WRITTEN EXERCISE 1: Pick out every line of the records below that contains the string "tree", matching case exactly, and copy each such line.

________________________

Hello Cari, You didn't mention your kid's ages. If they are quite young, 2 or 3, they will not have the attention span to sit for long. Keep meal times short. Try to focus their attention on eating and when they've reached their limit, end meal time. If they are older, 4 or 5, they should be able to sit for 25-30 minutes, eat, and even be a part of table conversation. Think ahead and be prepared with some small talk that will be of interest to them so they stay engaged. If they continue to jump up, let them know that's it. Your " no dessert" approach is one I recommend (but do follow through, even if you feel like a meanie.) You are not a nag... just helping them practice an important social skill. If you were their soccer coach and practicing kicking the ball, they wouldn't think of you as a nag. Skills - social or otherwise - take practice and it sounds like you're being a good coach. By the way, I love the glue thing and wish you could report that it works!

Lora writes...

Cindy,

I have a very picky eater who is 3, how can i get her to sit still at the table and eat. If she is not interested in eating she is trying to get out of her chair which means I am trying to keep her in the chair and by the time i get to eat everything is cold. Not so bad for me but I don't want her to draw attention away from the other family members.

Cindy? writes...

________________________

WRITTEN EXERCISE 2: Update the mealtime text between "I have a very" and "other family members.", inclusive, replacing "picky eater" with "fussy eater", and give that part again.

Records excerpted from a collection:
________________________

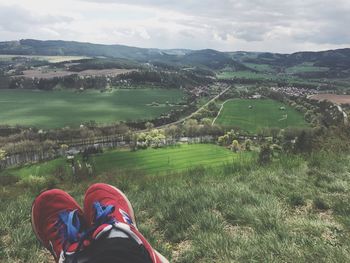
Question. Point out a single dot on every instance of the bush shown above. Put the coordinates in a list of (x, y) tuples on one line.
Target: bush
[(296, 200), (265, 154), (320, 204), (8, 179)]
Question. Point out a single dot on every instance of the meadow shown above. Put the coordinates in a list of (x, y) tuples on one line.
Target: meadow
[(246, 75), (150, 161), (61, 108), (254, 115), (293, 210), (50, 59)]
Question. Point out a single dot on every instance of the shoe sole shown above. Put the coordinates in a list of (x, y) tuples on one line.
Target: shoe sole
[(34, 228), (129, 204)]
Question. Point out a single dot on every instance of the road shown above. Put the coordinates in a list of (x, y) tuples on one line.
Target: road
[(192, 114)]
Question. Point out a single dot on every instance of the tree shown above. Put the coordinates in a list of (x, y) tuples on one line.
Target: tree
[(235, 146), (2, 154), (265, 154), (248, 144), (149, 126)]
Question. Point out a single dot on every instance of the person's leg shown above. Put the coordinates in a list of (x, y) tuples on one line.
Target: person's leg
[(107, 211)]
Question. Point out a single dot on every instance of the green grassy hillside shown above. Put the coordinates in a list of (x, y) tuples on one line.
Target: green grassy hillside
[(150, 161), (294, 210), (54, 109), (253, 115)]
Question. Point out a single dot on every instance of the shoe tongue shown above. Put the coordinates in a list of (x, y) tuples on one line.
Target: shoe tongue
[(72, 248), (104, 228)]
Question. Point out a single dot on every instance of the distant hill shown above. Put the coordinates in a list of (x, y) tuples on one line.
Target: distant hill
[(334, 59), (206, 58)]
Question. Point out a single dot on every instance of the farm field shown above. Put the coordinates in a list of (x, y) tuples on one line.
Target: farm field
[(150, 161), (49, 74), (246, 75), (338, 99), (50, 59), (60, 108), (264, 113), (293, 210), (305, 67)]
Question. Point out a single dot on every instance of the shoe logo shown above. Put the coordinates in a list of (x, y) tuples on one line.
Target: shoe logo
[(126, 217), (52, 249)]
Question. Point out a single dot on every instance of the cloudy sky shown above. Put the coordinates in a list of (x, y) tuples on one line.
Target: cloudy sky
[(227, 25)]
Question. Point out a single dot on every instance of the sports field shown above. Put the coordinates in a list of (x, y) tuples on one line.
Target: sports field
[(54, 109), (253, 115), (150, 161)]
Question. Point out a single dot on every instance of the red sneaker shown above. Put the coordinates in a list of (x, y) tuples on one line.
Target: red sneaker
[(56, 222), (106, 208)]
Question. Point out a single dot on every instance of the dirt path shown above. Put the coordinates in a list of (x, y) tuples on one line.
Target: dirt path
[(190, 116)]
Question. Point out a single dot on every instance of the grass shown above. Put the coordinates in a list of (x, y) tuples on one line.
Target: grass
[(265, 113), (260, 67), (294, 210), (246, 75), (150, 161), (306, 67), (54, 109), (170, 159), (50, 59)]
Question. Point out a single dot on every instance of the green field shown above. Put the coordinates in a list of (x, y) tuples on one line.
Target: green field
[(293, 210), (50, 59), (54, 109), (246, 75), (305, 67), (150, 161), (260, 67), (265, 113)]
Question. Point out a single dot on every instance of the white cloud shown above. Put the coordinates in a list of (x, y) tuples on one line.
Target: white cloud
[(261, 25)]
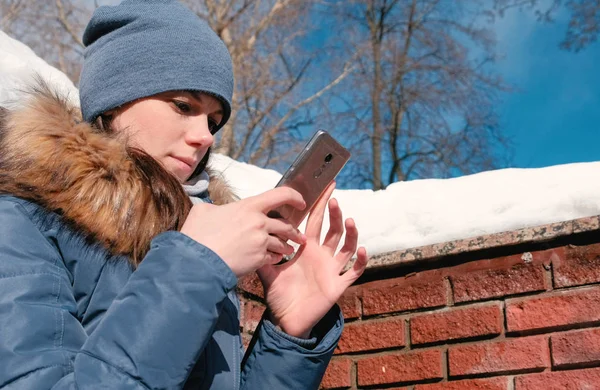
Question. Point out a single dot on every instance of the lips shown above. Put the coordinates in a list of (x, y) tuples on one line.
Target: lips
[(191, 162)]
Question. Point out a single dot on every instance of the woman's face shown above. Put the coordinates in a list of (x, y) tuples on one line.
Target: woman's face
[(176, 128)]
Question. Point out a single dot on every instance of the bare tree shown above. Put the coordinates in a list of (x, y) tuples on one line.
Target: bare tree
[(276, 84), (53, 29), (422, 103), (584, 18)]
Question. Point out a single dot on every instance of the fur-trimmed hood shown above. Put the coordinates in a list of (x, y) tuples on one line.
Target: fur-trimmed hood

________________________

OUTPUT 1:
Question. Point out a single dot on every instance of the tree shown above. Put the coordinates in a list of (x, y) tuples on one line.
Target: tree
Question. Point out a single dot on every instance of the bare tree shown above. Put the coordinates in a list of (x, y) tuples on one line.
Target: bare tree

OUTPUT 2:
I have a very fussy eater who is 3, how can i get her to sit still at the table and eat. If she is not interested in eating she is trying to get out of her chair which means I am trying to keep her in the chair and by the time i get to eat everything is cold. Not so bad for me but I don't want her to draw attention away from the other family members.